- **Data in this exercise**:
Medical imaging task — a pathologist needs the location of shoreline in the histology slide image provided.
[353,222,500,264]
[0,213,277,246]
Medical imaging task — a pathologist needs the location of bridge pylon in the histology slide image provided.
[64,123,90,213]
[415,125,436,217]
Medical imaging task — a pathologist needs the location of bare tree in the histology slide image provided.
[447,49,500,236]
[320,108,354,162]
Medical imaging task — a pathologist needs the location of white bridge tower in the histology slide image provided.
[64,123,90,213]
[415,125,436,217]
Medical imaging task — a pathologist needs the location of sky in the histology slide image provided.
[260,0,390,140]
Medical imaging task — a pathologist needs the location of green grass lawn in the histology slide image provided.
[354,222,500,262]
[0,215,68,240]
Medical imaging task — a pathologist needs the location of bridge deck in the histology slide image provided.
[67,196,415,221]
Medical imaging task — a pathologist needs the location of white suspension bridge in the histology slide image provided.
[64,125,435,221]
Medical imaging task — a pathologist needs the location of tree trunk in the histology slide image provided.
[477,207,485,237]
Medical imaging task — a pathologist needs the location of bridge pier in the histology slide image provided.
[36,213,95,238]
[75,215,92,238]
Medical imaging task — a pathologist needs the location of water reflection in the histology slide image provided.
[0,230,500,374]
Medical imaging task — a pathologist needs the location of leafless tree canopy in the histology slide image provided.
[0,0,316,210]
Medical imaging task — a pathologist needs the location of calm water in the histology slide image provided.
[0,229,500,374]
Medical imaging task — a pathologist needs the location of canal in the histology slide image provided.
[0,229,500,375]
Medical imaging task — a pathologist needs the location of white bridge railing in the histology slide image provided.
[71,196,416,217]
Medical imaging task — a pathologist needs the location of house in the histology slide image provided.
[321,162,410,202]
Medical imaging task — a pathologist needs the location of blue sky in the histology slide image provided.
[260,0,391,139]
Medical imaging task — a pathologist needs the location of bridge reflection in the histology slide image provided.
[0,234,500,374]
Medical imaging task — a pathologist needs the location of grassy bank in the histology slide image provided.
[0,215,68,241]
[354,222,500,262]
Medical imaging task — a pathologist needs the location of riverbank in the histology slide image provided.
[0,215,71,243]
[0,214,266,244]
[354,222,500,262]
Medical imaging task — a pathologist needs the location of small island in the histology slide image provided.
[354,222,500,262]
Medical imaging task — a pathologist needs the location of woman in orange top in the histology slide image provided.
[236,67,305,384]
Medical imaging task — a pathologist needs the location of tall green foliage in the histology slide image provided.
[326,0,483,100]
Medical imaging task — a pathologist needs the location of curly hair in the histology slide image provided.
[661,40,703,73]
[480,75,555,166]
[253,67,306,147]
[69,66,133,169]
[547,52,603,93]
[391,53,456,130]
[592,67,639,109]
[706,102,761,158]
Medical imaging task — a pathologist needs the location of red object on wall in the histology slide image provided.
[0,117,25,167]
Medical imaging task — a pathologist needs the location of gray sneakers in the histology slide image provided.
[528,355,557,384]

- **Aim of the task**:
Rewrite the part of the records above that starts with the line containing "Medical imaging task — a pathologist needs the location of gray" and runs to the end of the records as a numbered list, skipping blank lines.

- **Complete answer**:
1. Medical imaging task — a pathologist needs the location of gray sneakers in the histology slide image provided.
2. [528,355,557,384]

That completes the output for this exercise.